Provided data:

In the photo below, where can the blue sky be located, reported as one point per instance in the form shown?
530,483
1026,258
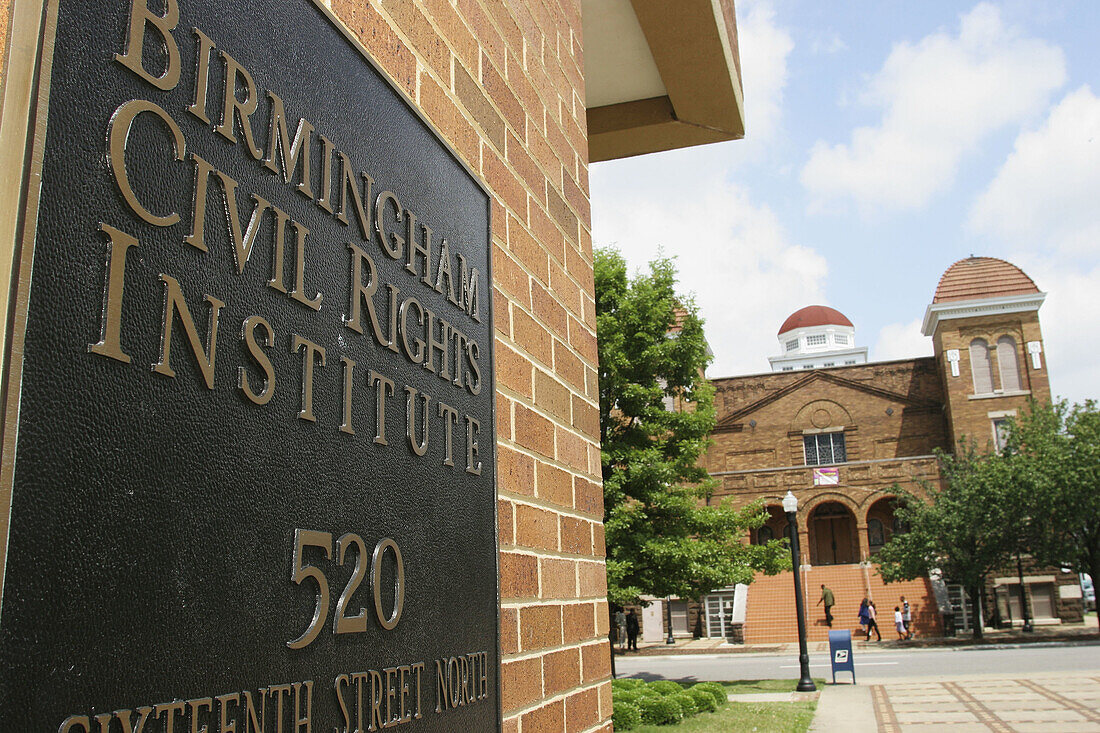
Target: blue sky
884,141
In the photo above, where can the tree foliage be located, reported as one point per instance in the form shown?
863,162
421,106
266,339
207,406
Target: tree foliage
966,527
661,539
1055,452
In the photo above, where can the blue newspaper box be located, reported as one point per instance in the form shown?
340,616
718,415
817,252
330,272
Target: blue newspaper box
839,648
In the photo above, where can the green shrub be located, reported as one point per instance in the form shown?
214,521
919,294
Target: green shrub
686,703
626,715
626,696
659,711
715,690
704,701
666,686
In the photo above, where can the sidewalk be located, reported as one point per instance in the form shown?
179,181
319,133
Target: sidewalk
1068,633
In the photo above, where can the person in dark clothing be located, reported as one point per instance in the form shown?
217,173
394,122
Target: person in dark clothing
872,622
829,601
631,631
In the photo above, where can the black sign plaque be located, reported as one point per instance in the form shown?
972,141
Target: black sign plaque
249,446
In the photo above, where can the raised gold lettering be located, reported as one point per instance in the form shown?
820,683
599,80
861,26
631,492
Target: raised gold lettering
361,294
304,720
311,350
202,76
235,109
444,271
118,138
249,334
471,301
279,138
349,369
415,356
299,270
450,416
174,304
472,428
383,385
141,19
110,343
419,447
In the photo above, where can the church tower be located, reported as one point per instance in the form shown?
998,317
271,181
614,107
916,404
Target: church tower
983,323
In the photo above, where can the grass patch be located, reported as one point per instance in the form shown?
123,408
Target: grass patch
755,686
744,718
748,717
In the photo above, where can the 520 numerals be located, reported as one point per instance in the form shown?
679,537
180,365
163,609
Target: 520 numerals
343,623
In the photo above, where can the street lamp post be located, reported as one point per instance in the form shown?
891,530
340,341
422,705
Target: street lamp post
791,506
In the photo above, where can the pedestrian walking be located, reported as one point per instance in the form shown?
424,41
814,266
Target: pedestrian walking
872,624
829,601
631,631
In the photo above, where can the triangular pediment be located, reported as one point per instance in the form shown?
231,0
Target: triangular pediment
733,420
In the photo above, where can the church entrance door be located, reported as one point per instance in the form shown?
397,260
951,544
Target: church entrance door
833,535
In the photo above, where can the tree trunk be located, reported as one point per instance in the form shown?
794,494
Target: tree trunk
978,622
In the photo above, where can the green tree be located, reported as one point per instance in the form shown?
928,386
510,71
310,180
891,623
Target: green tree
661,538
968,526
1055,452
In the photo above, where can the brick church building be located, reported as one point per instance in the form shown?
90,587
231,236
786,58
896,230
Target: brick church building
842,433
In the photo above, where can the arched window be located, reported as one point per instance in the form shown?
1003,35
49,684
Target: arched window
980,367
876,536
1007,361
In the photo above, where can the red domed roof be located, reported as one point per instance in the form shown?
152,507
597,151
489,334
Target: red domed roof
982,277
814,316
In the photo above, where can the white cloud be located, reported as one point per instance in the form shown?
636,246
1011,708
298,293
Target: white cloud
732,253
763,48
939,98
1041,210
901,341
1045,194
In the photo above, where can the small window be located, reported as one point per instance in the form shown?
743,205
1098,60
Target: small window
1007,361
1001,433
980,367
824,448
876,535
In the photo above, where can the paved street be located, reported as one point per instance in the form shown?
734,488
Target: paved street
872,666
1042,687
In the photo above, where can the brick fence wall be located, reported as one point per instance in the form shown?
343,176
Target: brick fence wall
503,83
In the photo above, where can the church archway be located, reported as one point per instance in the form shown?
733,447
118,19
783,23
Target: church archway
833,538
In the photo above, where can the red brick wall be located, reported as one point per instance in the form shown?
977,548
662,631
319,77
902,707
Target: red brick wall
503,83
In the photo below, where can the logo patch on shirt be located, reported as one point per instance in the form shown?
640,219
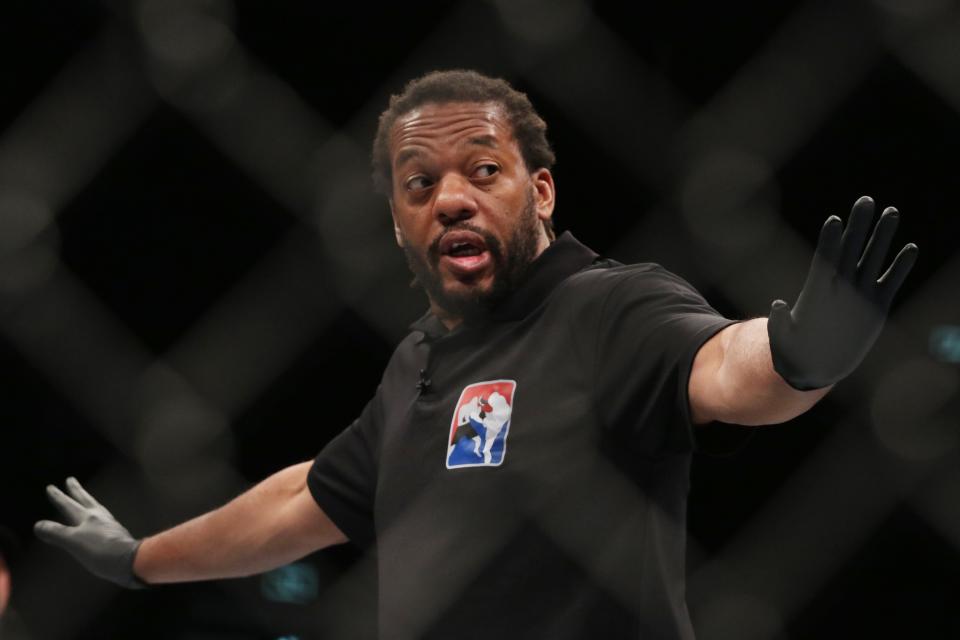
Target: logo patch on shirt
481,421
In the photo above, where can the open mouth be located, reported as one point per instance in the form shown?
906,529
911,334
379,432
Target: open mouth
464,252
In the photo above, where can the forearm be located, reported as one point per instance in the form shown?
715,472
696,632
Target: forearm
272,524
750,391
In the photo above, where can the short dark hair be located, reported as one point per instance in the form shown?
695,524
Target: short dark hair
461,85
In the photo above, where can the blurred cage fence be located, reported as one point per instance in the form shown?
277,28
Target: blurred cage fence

Exercise details:
Copy out every item above with "located" swapped for "found" throughout and nothing else changed, leaving out the pictures.

Written solution:
In the photo below, where can the blue sky be found, reported as one point per instance in the form shown?
530,483
1026,258
Target: blue sky
884,141
In the photo above, where can the tree foliage be found, reported as one point per instance in the form shown?
863,162
421,106
266,339
207,406
Target: tree foliage
966,527
661,539
1055,452
In the photo above, where can the blue newspaper box be found, reported as one point per instance in the form shown?
340,616
718,415
817,252
330,272
Target: blue newspaper box
839,648
In the photo above, where can the green shrub be found, reported as one point per instance in the form shown?
214,521
919,294
Target: green shrub
686,703
626,715
626,696
659,711
715,690
704,701
666,686
In the photo above, where can the sidewalk be found, reported as one point per instance in the form shown?
179,181
319,133
Target: sidewalk
1068,633
In the photo above, where can the person in dark clothing be found, reported as one point per instance in the form shown?
217,173
394,122
Target: person in dark clothing
872,622
829,601
631,631
In the photo above, where can the black sign plaque be found, reported as one point per instance in the form shown?
972,141
Target: black sign plaque
249,446
In the photo above, where can the raised gold lettering be found, reported as one point per instance in the form shown?
820,683
599,80
861,26
631,492
Target: raised gold lettering
361,294
304,720
311,350
202,76
235,109
444,271
118,138
249,334
471,301
279,138
349,369
415,356
299,270
450,416
174,304
472,428
383,385
141,19
110,343
419,447
In the photo above, where can the church tower be found, reported as one point per instance in the form shown?
998,317
271,181
614,107
916,404
Target: church tower
983,323
In the photo above, where can the grass patch be found, reported as one point per instance in the form shown?
123,408
Target: grass patch
755,686
744,718
748,717
In the photo above, where can the 520 numerals be found, reported as one point per instance in the form shown?
679,537
180,365
163,609
Target: 520 numerals
343,623
In the photo above, where can the street lamp post be found, reported as one point per instance in the form shown?
891,530
340,341
422,705
Target: street lamp post
791,506
In the photo above, where can the pedestrian walking be found, reported as one point per instance in the form shown?
424,41
814,266
Target: pedestrian walking
872,624
829,601
631,631
In the photo above, where can the triangular pediment be found, reported as one point per instance in the form shown?
231,0
Target: triangular pediment
733,420
In the photo above, where can the church entrance door be found, reported as one point per instance in the form shown?
397,260
951,544
Target: church entrance door
833,535
In the photo above, where can the tree trunk be found, reported as one point per instance in the form shown?
794,494
Target: tree trunk
978,622
In the photo above, where can the green tree be found, reported as one point per instance in the form shown?
928,386
510,71
310,180
891,623
Target: green tree
661,538
968,526
1055,452
In the photo above, where can the brick church building be found, reported as one point per instance in the form shown?
90,587
231,236
786,58
896,230
Target: brick church building
842,433
In the photo above, where can the arched window be found, reported as one point per instance in the form shown?
1003,35
49,684
Target: arched window
980,367
876,536
1007,361
In the photo above, where can the red domed roof be found, reported as one point per instance in the form shown?
152,507
597,151
489,334
Target: red domed roof
982,277
814,316
In the photo above, where can the white cloud be found, reported as one point per instance in the form shown?
636,246
1011,708
298,293
Target: white cloud
732,253
763,48
939,98
1041,210
901,341
1045,194
In the photo above, where can the small window be found, reported as one point per instance in the form shown?
743,205
1098,60
Target: small window
1007,361
1001,433
980,367
824,448
876,535
In the photo above, where can the paved street be found, reported as one point per instance in the form shown?
734,488
Target: paved street
872,666
1042,687
In the photo above, where can the brick fence wall be found, reported as one point per instance in the form shown?
343,176
Target: brick fence wall
503,83
In the photo above, where can the church archway be found, reported as one point per instance in the form shown?
733,447
118,19
783,23
Target: church archway
833,538
In the photo above, where can the red brick wall be found, reported as one point per instance in the form shown?
977,548
662,631
319,77
902,707
Target: red brick wall
503,83
In the photo below, where can the logo patch on shirt be found, reported as one point per instance in the form shown?
640,219
Target: logo patch on shirt
481,421
In the photo above, where can the open mouth be found, reported as one point per instance in the form shown?
906,529
911,334
379,432
Target: open mouth
464,252
In the photo above, where can the forearm be found, reported as one point per instance in the form shown?
715,472
696,632
Target: forearm
272,524
750,391
In the photo above, where can the short dark hair be found, reported as one point per instance in the form shown?
695,524
Target: short dark hair
461,85
In the photo above, where can the blurred cage fence be found, reported as one point per instance in the form shown?
277,28
Target: blurred cage fence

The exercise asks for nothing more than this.